All functions that it finds are run without arguments. As long as they don't
raise an exception, PyTest assumes they succeeded. :ref:`std:assert` should be
used liberally in your unit tests to verify your assumptions.
.. _Pytest: https://pytest.org/
If you have any non-trivial logic in your code – anything beyond getting and
setting parameters – *strongly* recommend to put it into separate functions.
These functions should only depend on their parameters and no global state.
This way, it becomes *much* easier to write unit tests to ensure that they work
as expected. And most importantly: that future changes that you make won't
silently break them!
If you're writing a COI optimization problem that does not depend on JAPC or
LSA, there is one easy test case you can always add: run the COI checker with
your class to catch some common pitfalls:
.. code-block:: python
# coi_example/tests/test_coi_example.py
from cernml import coi
def test_checker():
env = coi.make("YourEnv-v0")
coi.check(env, warn=True, headless=True)

> Information given:
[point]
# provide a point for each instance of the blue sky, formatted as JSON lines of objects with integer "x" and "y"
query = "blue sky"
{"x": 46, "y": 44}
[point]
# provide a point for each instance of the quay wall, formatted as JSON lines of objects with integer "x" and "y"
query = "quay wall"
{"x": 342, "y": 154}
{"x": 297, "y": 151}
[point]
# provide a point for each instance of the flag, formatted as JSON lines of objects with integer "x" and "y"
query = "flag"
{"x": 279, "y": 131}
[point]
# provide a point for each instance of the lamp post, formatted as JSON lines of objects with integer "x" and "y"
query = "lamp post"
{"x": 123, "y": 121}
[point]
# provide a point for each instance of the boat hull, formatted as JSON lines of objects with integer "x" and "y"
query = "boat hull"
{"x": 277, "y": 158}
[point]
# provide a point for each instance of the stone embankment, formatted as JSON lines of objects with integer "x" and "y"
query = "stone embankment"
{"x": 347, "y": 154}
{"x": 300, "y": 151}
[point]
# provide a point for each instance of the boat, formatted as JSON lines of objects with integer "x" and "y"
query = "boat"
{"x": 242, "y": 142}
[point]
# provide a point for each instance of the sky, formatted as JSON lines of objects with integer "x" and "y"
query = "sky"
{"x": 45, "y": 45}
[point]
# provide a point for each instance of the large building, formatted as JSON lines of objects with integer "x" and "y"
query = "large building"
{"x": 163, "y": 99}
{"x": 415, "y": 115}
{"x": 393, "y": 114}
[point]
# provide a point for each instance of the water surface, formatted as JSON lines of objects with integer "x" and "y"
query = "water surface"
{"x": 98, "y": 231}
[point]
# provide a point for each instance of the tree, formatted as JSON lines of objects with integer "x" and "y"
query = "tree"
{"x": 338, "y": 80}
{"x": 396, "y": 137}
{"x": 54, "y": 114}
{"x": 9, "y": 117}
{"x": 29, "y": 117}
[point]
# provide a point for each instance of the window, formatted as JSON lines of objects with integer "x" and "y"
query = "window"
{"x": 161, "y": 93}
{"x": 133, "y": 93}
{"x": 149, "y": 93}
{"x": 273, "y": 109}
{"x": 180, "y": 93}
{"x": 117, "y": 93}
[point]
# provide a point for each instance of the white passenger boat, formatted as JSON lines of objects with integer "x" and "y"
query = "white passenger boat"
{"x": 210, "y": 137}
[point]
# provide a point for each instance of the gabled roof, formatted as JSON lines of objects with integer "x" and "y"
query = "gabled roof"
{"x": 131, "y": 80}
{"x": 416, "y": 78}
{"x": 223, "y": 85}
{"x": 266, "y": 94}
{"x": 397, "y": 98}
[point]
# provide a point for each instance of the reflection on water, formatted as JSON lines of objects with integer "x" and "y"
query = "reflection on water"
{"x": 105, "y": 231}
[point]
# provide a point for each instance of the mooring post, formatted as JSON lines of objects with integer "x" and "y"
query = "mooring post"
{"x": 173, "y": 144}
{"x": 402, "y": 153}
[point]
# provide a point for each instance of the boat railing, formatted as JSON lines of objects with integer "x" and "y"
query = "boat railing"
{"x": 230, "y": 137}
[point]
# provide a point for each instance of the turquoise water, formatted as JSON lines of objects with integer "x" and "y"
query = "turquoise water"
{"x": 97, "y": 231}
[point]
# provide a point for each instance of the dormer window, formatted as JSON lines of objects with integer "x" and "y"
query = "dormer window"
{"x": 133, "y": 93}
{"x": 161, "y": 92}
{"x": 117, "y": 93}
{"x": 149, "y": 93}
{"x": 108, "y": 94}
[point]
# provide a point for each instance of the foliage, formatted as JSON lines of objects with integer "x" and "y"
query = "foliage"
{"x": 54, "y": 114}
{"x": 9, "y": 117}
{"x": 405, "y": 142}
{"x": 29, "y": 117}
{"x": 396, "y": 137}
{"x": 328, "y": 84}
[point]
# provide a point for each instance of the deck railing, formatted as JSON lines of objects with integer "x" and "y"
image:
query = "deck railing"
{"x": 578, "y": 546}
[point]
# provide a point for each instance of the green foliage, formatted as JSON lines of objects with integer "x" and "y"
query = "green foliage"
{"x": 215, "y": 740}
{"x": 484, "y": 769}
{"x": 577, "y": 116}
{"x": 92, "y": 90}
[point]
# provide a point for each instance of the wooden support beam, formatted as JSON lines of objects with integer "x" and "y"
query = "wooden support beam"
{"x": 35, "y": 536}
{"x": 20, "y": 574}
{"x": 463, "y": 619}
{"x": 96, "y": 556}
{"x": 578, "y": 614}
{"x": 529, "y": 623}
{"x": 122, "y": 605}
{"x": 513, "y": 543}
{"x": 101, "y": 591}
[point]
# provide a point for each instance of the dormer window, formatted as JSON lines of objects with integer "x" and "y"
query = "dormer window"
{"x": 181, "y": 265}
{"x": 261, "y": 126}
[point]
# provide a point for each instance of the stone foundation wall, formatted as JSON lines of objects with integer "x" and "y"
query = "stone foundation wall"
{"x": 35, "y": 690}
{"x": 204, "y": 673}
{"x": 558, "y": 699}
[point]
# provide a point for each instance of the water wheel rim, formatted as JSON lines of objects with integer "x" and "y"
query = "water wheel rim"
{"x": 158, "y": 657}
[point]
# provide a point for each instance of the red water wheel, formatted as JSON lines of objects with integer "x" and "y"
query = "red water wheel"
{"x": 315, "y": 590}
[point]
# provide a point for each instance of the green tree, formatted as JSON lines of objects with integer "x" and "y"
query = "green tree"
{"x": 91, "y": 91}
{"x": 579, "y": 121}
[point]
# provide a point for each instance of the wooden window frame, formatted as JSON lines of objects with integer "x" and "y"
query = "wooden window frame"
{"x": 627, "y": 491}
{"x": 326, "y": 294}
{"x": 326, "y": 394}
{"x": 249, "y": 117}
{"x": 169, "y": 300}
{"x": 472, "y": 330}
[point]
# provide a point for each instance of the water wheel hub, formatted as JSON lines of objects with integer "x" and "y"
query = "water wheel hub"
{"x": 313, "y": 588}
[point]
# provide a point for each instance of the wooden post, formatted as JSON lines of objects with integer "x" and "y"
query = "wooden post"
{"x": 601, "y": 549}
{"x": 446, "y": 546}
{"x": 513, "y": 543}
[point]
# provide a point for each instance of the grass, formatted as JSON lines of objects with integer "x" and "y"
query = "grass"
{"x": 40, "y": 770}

> Exercise tasks:
1. According to the unit-testing passage, what does PyTest assume about a function that runs without raising an exception?
2. Output the unit-testing passage verbatim, beginning at the words "All functions that" and stopping after the words "verify your assumptions.".
The material has no connection to the unit-testing passage.

> The results:
1. It assumes the function succeeded.

2.
All functions that it finds are run without arguments. As long as they don't
raise an exception, PyTest assumes they succeeded. :ref:`std:assert` should be
used liberally in your unit tests to verify your assumptions.